GOAL >> Gather every line of the rows below that contains the string "instance". Treat uppercase and lowercase letters as different.

Records:
■ ■ ■ ■ ■ ■ ■

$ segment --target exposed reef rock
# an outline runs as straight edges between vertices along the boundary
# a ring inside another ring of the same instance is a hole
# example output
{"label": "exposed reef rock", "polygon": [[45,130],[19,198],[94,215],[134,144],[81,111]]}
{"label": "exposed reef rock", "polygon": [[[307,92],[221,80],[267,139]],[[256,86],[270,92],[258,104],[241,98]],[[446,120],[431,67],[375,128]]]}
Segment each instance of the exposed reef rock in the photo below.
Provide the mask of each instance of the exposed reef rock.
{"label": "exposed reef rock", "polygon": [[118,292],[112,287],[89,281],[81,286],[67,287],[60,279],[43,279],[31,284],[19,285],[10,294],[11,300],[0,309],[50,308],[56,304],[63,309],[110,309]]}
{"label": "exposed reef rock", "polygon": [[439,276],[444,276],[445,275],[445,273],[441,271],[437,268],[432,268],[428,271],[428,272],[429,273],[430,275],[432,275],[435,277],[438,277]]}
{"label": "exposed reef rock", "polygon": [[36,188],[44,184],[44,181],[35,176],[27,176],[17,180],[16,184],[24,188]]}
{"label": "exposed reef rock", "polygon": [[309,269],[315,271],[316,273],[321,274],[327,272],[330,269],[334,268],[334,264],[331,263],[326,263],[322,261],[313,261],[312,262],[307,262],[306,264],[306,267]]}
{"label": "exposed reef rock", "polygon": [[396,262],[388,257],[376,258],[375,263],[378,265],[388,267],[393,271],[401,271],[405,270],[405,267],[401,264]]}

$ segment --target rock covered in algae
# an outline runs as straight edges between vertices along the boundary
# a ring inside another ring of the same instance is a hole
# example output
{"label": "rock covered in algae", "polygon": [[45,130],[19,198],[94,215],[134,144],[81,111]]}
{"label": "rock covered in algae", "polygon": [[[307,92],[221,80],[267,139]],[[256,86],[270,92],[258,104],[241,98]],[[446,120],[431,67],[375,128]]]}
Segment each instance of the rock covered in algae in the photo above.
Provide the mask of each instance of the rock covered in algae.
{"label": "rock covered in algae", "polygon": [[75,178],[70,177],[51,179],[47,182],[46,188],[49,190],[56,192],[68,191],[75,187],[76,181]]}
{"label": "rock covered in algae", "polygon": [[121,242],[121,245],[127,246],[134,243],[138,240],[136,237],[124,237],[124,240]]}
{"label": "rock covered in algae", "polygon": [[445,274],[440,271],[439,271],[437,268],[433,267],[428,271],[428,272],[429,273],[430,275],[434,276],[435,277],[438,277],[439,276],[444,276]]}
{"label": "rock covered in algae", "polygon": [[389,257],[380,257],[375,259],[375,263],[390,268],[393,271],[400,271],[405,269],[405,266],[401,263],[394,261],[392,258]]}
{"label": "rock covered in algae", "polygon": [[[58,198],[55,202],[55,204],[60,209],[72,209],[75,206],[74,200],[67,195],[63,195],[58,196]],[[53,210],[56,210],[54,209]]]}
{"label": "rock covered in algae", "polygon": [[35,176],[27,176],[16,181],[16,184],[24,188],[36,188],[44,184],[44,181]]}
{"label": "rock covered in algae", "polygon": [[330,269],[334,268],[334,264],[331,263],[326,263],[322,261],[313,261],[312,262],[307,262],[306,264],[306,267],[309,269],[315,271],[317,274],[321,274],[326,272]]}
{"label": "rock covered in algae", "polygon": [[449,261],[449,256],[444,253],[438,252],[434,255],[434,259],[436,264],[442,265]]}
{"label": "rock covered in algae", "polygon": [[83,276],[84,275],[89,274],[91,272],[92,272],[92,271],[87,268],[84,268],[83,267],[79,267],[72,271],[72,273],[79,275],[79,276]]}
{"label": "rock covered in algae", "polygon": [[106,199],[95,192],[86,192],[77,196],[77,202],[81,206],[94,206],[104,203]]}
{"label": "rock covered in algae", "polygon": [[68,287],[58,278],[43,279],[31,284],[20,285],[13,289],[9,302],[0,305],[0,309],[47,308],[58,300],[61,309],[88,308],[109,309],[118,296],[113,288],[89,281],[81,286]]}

■ ■ ■ ■ ■ ■ ■

FINISHED TASK >>
# a ring inside another ring of the same instance is a hole
Segment each instance of the exposed reef rock in the photo below.
Provide the mask of each instance of the exposed reef rock.
# a ring inside another ring of the same instance is a hole
Segment each instance of the rock covered in algae in the photo above.
Provide the mask of each instance of the rock covered in algae.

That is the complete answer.